Document extract:
Start
Remember the "McLuhan Moments"? There's a scene in "Annie Hall" in which Woody Allen starts lecturing some pedantic academic in a movie-theater line about how little he knows about Marshall McLuhan. When the guy protests, Allen brings the actual McLuhan over. "You know nothing of my work," the scholar says.

This dynamic appears in politics with some regularity -- politicians cite someone else's work for support, only to find that this person doesn't agree with the politician at all. Take yesterday, for example.

House Speaker John Boehner (R-Ohio) sent a letter to the White House with a transparently ridiculous debt-reduction offer, claiming it was based on the work of Erskine Bowles, the former Clinton White House chief of staff who helped lead the unsuccessful Simpson-Bowles Commission. Within a couple of hours, Bowles issued a statement effectively telling the Republican leader he knows nothing of Bowles' work.
End
Problems to solve:
A. Show each line of the records below that contains the string "driver", copied in full.
B. Proceed with the passage above about Boehner's debt-reduction letter and Bowles' response, starting right after its final sentence.

(Some records)
Start
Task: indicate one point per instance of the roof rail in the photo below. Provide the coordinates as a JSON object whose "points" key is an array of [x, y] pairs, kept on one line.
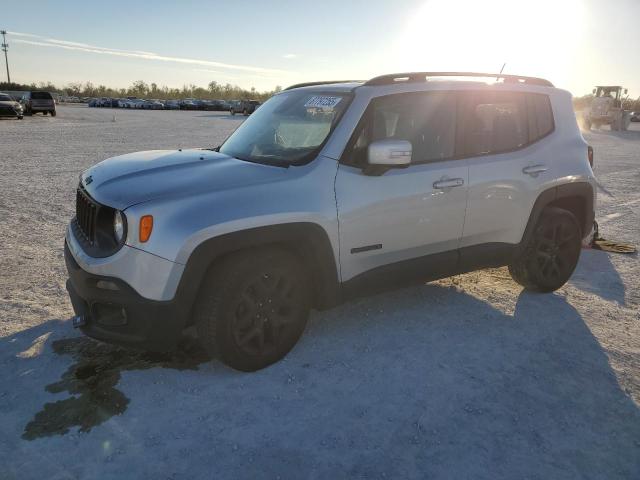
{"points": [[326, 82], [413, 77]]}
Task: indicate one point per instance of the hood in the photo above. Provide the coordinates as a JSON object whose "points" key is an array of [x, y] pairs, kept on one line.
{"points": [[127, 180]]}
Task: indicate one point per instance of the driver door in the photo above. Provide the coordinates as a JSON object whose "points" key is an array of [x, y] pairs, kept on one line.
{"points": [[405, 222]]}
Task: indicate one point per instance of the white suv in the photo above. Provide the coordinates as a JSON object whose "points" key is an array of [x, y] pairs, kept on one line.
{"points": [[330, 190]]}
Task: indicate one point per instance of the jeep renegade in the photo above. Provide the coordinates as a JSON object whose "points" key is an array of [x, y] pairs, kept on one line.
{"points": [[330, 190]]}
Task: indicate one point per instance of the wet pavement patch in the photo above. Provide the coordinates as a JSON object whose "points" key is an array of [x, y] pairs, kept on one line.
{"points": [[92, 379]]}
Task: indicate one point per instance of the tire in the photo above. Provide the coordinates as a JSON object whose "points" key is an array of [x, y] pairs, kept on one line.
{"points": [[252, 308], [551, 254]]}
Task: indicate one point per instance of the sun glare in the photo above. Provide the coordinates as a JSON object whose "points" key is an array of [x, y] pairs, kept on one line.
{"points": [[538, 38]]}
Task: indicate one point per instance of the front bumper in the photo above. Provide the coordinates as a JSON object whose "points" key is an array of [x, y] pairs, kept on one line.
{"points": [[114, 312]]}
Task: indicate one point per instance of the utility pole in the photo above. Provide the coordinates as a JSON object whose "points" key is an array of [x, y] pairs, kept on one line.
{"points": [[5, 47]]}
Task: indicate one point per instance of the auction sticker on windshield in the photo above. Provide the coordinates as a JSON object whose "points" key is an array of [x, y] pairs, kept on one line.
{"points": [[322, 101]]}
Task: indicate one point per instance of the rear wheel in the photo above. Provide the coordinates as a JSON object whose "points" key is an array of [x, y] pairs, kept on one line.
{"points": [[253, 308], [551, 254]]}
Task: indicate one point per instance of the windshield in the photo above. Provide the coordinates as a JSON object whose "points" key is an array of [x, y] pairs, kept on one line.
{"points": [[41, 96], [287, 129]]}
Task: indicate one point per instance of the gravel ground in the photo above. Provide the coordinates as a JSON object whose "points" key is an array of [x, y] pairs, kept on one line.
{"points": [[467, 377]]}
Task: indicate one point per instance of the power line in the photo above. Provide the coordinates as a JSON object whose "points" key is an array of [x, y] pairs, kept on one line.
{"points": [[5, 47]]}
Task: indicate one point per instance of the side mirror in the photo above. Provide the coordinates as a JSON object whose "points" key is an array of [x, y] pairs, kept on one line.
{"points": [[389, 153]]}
End
Start
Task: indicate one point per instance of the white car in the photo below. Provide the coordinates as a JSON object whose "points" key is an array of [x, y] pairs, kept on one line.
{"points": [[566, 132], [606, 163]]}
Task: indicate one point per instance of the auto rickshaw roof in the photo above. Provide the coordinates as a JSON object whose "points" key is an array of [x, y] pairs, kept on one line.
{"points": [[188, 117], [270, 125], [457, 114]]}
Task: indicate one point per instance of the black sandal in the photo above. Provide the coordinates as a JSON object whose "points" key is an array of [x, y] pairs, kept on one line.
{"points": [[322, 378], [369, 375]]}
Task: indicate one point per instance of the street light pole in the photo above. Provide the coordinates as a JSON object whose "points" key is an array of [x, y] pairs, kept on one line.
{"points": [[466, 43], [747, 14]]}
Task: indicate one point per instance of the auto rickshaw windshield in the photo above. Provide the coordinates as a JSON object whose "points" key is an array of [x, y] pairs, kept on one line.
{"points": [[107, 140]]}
End
Start
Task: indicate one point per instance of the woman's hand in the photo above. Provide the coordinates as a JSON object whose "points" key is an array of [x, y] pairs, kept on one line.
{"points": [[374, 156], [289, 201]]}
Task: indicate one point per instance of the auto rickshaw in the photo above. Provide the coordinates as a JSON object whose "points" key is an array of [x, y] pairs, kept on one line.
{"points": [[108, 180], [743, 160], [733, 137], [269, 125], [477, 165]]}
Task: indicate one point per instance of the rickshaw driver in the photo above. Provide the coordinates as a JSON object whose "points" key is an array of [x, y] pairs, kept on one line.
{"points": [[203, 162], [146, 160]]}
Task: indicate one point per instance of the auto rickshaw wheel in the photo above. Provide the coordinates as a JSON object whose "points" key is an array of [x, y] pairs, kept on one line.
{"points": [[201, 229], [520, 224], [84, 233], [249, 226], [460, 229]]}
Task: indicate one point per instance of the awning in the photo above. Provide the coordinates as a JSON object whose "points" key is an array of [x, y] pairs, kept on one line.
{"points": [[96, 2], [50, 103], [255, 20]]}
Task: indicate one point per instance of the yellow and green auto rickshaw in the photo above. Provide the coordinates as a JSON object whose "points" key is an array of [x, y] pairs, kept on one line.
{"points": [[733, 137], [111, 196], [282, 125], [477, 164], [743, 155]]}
End
Written answers:
A.
Task: indicate one point per instance of the driver door in the photo above. Provide the coordinates as a JSON object whose "points" key is an array of [x, y] pairs, kept on one line.
Task: indicate one point per instance of the rickshaw driver in the photo above. Provide the coordinates as a JSON object whose "points" key is an array of [x, y] pairs, kept on one line.

B.
"While I'm flattered the Speaker would call something 'the Bowles plan,' the approach outlined in the letter Speaker Boehner sent to the President does not represent the Simpson-Bowles plan, nor is it the Bowles plan. In my testimony before the Joint Select Committee on Deficit Reduction, I simply took the mid-point of the public offers put forward during the negotiations to demonstrate where I thought a deal could be reached at that time."The Joint Select Committee failed to reach a deal, and circumstances have changed since then."

In other words, Bowles opposes the "Bowles plan," or at least John Boehner's manipulation of it. I suspect the Speaker hoped to capitalize on the credibility "Simpson Bowles" enjoys with the Beltway establishment, but that clearly failed once the co-chair of the debt commission was able to speak up for himself.